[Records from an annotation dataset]
########################################
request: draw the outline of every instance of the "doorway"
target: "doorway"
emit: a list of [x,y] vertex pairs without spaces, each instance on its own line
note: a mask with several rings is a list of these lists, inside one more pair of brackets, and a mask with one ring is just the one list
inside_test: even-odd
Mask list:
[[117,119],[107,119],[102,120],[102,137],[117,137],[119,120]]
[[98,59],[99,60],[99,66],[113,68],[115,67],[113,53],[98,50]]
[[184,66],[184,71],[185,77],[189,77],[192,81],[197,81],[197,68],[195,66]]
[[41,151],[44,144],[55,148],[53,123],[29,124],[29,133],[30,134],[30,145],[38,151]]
########################################
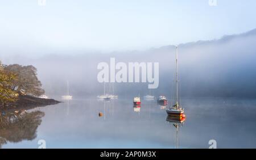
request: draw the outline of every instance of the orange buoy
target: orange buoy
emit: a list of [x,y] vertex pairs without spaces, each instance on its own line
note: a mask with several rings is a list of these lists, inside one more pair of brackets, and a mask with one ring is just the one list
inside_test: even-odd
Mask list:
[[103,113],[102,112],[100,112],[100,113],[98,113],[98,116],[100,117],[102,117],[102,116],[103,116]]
########################################
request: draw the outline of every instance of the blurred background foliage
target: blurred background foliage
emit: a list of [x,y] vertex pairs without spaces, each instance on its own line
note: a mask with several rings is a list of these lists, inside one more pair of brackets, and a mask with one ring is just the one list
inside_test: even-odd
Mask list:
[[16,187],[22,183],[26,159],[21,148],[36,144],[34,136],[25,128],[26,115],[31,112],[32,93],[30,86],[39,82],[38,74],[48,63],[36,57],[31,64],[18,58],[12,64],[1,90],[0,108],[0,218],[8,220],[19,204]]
########################################
Written exercise:
Locate each line in the records that contains the string "background", and copy those lines unchanged.

Result of the task:
request: draw the outline of every instance of the blurred background foliage
target: blurred background foliage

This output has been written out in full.